:: TEXTO DE LEITURA ::

========

Mariana Schreiber - @marischreiber - Da BBC News Brasil em Brasília

22/04/2021 11h34

Presidente também determinou antecipação da meta brasileira de neutralidade climática de 2060 para 2050, imitando EUA.

Com a imagem ambiental brasileira profundamente danificada pelo aumento do desmatamento na Amazônia nos últimos anos, o presidente Jair Bolsonaro prometeu aos líderes mundiais nesta quinta-feira (22/04) fortalecer os órgãos ambientais do país, "duplicando os recursos destinados a ações de fiscalização".

O anúncio foi feito em discurso na primeira sessão da Cúpula de Líderes sobre o clima, encontro virtual de 40 países promovido pelo presidente americano, Joe Biden, com objetivo de elevar os compromissos ambientais.

Em seu discurso, Bolsonaro anunciou que a nova meta brasileira é atingir ainda em 2050 a neutralidade climática - quando o país reduz drasticamente suas emissões de gases causadores do efeito estufa e compensa as emissões restantes com medidas ambientais.

"Coincidimos, Senhor Presidente (Biden), com o seu chamado ao estabelecimento de compromissos ambiciosos. Nesse sentido, determinei que nossa neutralidade climática seja alcançada até 2050, antecipando em 10 anos a sinalização anterior", disse Bolsonaro.

O presidente americano, porém, não acompanhou sua fala. Após ouvir mais de uma dezena de líderes, Biden se ausentou da sala de conferência cerca de dez minutos antes do discurso do brasileiro.

O objetivo da cúpula convocada por Biden é ampliar os compromissos firmados no Acordo de Paris, em que 196 países se comprometeram com medidas para evitar que a temperatura do planeta se eleve em 1,5ºC em cem anos ? meta que ainda está distante de ser cumprida, considerando a evolução atual das emissões globais.

Os próprios EUA também anunciaram nesta manhã a antecipação de sua meta de neutralidade climática de 2060 para 2050.

Em sua fala, Bolsonaro repetiu também a promessa de acabar com o desmatamento ilegal até 2030, compromisso que ele já havia anunciado em carta ao líder americano na semana passada.

========

:: ENTRADAS ARMAZENADAS ::
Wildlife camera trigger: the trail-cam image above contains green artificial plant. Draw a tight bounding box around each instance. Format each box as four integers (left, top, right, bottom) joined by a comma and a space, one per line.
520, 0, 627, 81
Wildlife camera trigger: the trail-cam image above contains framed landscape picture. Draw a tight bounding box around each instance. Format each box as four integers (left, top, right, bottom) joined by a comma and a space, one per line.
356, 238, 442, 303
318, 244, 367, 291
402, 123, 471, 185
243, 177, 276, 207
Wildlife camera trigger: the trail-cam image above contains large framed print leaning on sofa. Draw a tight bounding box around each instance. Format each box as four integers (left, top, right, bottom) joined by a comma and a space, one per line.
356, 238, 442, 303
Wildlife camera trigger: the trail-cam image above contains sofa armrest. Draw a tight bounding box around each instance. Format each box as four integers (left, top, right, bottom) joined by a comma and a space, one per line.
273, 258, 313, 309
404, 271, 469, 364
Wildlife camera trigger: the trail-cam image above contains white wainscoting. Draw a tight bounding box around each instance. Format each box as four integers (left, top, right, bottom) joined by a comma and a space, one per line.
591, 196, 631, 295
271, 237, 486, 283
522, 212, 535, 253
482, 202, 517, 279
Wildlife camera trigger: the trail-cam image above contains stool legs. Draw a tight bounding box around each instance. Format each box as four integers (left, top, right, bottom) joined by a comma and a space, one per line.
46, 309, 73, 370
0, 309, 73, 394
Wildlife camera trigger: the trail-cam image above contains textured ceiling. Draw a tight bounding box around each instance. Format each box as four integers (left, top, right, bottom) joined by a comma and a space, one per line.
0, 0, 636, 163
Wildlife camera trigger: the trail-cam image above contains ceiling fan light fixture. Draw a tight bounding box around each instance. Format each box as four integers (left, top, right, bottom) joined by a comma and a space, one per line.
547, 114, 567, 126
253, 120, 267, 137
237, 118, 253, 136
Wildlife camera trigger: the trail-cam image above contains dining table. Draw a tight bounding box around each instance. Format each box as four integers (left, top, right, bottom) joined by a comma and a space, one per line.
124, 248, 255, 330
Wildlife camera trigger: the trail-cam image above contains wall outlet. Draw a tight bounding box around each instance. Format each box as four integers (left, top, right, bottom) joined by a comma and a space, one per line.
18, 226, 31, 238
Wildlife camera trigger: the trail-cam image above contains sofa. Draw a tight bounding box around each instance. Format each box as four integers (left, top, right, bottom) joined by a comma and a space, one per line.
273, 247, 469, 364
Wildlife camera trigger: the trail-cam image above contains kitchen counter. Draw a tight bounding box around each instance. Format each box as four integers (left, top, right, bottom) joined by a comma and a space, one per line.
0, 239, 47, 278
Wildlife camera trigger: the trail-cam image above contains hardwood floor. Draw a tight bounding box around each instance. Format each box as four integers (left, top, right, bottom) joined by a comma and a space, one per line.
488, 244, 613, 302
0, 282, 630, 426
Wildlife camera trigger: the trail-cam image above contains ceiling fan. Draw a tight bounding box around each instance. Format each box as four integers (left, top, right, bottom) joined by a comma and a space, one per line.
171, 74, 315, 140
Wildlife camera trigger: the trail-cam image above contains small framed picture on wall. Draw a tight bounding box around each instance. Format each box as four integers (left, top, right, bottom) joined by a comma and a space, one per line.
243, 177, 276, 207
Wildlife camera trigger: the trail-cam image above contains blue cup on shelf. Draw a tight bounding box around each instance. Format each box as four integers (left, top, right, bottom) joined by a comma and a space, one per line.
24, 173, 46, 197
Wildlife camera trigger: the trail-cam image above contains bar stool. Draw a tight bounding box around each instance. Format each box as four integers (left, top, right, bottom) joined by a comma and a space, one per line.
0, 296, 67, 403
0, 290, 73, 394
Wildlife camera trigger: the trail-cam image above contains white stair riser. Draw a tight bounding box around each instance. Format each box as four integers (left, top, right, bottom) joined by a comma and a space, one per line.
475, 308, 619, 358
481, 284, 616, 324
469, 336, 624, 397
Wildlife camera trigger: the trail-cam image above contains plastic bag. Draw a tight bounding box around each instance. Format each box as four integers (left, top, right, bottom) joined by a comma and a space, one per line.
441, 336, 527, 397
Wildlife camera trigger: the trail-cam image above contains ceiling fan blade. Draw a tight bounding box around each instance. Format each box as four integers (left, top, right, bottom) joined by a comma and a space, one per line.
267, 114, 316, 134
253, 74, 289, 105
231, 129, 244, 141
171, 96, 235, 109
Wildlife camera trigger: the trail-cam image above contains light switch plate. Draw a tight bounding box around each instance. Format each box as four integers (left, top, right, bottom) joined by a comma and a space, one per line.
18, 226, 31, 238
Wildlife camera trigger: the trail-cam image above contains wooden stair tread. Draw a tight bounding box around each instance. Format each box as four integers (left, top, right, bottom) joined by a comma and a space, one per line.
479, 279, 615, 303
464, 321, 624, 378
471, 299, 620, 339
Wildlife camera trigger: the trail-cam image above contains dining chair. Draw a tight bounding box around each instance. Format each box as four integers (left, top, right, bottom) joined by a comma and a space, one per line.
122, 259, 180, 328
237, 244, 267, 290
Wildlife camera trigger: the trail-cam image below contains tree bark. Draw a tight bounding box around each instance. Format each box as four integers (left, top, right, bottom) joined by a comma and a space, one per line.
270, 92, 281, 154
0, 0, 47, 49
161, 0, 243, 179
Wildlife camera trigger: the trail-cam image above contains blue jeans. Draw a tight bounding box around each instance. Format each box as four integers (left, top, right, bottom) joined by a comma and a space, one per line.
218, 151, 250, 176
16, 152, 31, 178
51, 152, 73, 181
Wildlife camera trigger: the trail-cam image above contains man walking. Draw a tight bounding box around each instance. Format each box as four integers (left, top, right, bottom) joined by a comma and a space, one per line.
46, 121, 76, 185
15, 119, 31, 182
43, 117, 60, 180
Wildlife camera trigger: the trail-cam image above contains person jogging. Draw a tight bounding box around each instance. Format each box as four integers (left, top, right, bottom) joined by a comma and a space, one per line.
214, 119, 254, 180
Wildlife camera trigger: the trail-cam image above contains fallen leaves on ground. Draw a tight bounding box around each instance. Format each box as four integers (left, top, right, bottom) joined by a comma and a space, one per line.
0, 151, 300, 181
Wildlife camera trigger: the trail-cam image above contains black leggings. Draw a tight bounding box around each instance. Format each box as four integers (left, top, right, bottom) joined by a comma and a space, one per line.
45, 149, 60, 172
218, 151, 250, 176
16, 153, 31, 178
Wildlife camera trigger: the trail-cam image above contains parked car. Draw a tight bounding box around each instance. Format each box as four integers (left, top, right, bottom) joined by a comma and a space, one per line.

========

:: EXERCÍCIO ESCRITO A ::
Reproduza fielmente o trecho do texto sobre a cúpula do clima, começando nas palavras "O anúncio foi" e terminando após "com medidas ambientais.".
:: EXERCÍCIO ESCRITO B ::
Responda, com base no texto sobre a cúpula do clima, às perguntas abaixo:
(i) Quantos países participaram do encontro virtual promovido por Joe Biden?
(ii) Até que ano Bolsonaro prometeu acabar com o desmatamento ilegal?
(iii) Quanto tempo antes do discurso do presidente brasileiro Biden se ausentou da sala de conferência?
:: EXERCÍCIO ESCRITO C ::
Relacione todas as pessoas mencionadas pelo nome no texto sobre a cúpula do clima.

:: RESULTADO DO EXERCÍCIO A ::
O anúncio foi feito em discurso na primeira sessão da Cúpula de Líderes sobre o clima, encontro virtual de 40 países promovido pelo presidente americano, Joe Biden, com objetivo de elevar os compromissos ambientais.

Em seu discurso, Bolsonaro anunciou que a nova meta brasileira é atingir ainda em 2050 a neutralidade climática - quando o país reduz drasticamente suas emissões de gases causadores do efeito estufa e compensa as emissões restantes com medidas ambientais.

:: RESULTADO DO EXERCÍCIO B ::
(i) 40 países.
(ii) Até 2030.
(iii) Cerca de dez minutos antes.

:: RESULTADO DO EXERCÍCIO C ::
- Mariana Schreiber
- Jair Bolsonaro
- Joe Biden